* [Page extract]:
--- BEGIN ---

'The Get Down' Canceled at Netflix After One Season

The hourlong music drama hailed from director Baz Luhrmann.
Courtesy of YouTube/Netflix
'The Get Down'

It's the end of the line for The Get Down.

Netflix has canceled ambitious music drama from writer-director Baz Luhrmann after one season, it was announced Wednesday.

The news comes nearly two months after the second half of the series' first season premiered on the streaming giant. The Get Down was described as "a mythic saga of how New York at the brink of bankruptcy gave birth to hip-hop, punk and disco" and was set in the Bronx in the late 1970s.

Originally announced in February 2015, the project marked Luhrmann's first foray into television and stemmed from a concept he had been working on for more than a decade. 

However, the Sony-produced series soon hit delays and also saw the departure of original showrunner Shawn Ryan. The first six episodes of season one debuted last August, marking the first time a Netflix original season was split into two parts rather than released all at once as has been the tradition at the streamer for scripted series.

The five remaining episodes were subsequently released last month, bringing the season one total to 11 — two short of the original 13-episode order The Get Down received in 2015.

"The truth is that at a certain point, there was no precedent for how you make such a music-driven show," Luhrmann told The Hollywood Reporter when discussing Ryan's exit. "Ultimately, right now, I ultimately was asked to take the position of being responsible for everything and yes, I am responsible for everything, including saying we have to stop and get it right. … We would start doing it [shooting] and I was being asked to get more involved because it was either not working or it had to be re-engineered."

Because of the production delays, SAG-AFTRA pushed for arbitration against Sony Pictures Television in March under the allegation that the show's actors were held under option contracts for too long.

In addition to multiple production delays, the series faced financial issues, with an overall budget that was reported to be approximately $120 million — making it the most expensive series on television, a fact which Luhrmann refuted.

"I heard The Crown was the most expensive show ever made, that's what someone told me," he said last July. "Yes, it took longer and it's been more difficult than I imagined. As for the number, it wasn't cheap. But I don't think it's the most expensive show. I think it's on the high end of storytelling."

Although Luhrmann had taken a larger role on the series in the wake of Ryan's exit, he had recently revealed plans to take a step back from the series should it have been renewed for season two.

--- END ---

[Raw records]
--- BEGIN ---

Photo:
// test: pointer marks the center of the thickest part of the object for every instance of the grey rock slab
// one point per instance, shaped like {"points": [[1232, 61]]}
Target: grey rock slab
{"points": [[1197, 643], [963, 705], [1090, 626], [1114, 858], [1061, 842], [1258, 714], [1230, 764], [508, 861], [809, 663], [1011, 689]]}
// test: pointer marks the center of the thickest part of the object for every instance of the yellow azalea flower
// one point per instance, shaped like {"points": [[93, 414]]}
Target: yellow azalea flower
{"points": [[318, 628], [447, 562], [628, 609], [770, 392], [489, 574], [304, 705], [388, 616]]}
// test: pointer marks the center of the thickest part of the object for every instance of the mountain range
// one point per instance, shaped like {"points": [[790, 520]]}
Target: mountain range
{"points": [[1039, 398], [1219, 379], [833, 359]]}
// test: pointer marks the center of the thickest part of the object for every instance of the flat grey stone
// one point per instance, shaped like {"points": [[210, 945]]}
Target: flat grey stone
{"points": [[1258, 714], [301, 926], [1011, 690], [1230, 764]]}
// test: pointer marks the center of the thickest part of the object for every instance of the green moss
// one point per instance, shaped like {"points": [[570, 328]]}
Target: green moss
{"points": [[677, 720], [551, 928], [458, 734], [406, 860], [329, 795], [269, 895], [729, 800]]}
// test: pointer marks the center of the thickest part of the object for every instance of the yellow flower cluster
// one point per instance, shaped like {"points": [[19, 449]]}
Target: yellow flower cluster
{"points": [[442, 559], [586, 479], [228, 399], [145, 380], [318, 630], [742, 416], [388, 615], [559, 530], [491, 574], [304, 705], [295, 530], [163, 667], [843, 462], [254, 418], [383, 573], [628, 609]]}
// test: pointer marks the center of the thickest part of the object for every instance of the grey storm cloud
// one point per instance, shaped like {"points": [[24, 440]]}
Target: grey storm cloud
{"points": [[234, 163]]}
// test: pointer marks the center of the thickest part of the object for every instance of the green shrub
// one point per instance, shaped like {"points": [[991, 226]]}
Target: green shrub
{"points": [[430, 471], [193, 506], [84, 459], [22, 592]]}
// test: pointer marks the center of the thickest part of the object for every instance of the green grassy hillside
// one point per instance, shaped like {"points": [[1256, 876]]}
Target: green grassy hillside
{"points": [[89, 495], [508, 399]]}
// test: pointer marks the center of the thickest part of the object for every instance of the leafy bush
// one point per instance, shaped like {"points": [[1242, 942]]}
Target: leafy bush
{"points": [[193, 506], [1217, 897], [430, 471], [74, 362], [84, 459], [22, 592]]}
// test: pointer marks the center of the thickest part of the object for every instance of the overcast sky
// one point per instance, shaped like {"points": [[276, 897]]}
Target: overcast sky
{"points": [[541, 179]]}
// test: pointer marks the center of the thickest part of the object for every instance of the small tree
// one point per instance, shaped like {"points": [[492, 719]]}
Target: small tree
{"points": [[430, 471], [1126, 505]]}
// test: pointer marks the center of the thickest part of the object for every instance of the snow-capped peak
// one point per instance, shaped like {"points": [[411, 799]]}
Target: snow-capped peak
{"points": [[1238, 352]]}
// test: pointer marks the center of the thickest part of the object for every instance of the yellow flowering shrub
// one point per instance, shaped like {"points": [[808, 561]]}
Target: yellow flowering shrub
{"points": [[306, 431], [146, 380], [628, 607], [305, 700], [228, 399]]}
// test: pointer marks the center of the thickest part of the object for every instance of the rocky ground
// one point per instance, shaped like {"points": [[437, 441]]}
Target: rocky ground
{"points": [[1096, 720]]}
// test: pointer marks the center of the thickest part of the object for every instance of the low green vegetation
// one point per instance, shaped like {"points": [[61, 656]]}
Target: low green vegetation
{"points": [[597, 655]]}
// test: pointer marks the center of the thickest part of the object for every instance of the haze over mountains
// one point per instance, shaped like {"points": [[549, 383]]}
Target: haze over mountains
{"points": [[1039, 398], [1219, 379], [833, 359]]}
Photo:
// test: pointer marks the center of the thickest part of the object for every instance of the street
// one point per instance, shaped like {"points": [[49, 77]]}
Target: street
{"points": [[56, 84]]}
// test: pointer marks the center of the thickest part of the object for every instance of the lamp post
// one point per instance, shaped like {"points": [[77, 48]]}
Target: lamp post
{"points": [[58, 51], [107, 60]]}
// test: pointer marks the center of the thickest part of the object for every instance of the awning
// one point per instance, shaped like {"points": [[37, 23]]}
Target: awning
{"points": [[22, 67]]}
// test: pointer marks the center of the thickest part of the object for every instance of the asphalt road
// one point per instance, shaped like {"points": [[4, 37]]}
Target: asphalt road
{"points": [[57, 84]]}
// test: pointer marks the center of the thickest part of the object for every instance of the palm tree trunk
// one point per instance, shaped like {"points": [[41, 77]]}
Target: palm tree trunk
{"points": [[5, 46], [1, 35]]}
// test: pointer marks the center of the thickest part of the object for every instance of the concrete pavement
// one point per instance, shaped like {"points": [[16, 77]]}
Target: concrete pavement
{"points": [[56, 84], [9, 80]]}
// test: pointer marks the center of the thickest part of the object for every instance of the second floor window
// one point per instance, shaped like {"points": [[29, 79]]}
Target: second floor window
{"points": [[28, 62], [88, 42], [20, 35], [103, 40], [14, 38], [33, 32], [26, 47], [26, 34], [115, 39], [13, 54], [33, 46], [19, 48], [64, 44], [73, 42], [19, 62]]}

--- END ---

In the article about the cancellation of The Get Down, how many episodes did the series' original order in 2015 call for?

Thirteen episodes.